[Excerpt]
--

Rebecca Stout: Refugees and their right to access healthcare in the UK

rebecca_stoutOver the past few months it would be very difficult to have missed the news stories reporting on the Syrian refugee crisis. Civil war has now continued in the country for more than four years and the World Health Organization states that there are currently “12.2 million people in need of humanitarian assistance, with more than 7.6 million of them internally displaced.” Moreover, over 4 million Syrian people are registered outside the country as refugees.

The UK has agreed to take 20 000 of these refugees over the next five years. As doctors, it is important to educate ourselves about what to do should someone present whose legal status we are unsure about.

Firstly, it is important to understand the distinction between an asylum seeker, refugee, and failed asylum seeker. An asylum seeker can be defined as “a person who has applied for asylum . . . on the grounds that if s/he is returned to her/his country of origin s/he has a well founded fear of persecution on account of race, religion, nationality, political belief, or membership of a particular social group.” A failed asylum seeker is a person whose application for asylum has been refused. A refugee is “an asylum seeker whose application has been successful.”

Asylum seekers and refugees can experience harsh living conditions within the UK. Asylum seekers are not allowed to work (even if they are qualified professionals, such as doctors or nurses). They are given £36.95 per week to live on, which equates to £5.28 per day for “food, sanitation, and clothing,” which is 60% below the UK poverty line. Applications can be in progress for years, meaning that even those who want to work are unable to do so for a prolonged period of time.

--

[Stored data]
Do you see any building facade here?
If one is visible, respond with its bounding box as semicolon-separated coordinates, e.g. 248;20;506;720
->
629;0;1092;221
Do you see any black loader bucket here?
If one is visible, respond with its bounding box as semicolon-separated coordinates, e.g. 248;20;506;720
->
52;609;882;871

--

[Task directions] According to the text on refugees and healthcare access, why can asylum seekers who want to work stay unable to do so for a long time? Answer in one to three sentences.

[Solution for this problem] Asylum seekers are not allowed to work, even if they are qualified professionals such as doctors or nurses. Their applications can be in progress for years, so even those who want to work cannot do so for a prolonged period.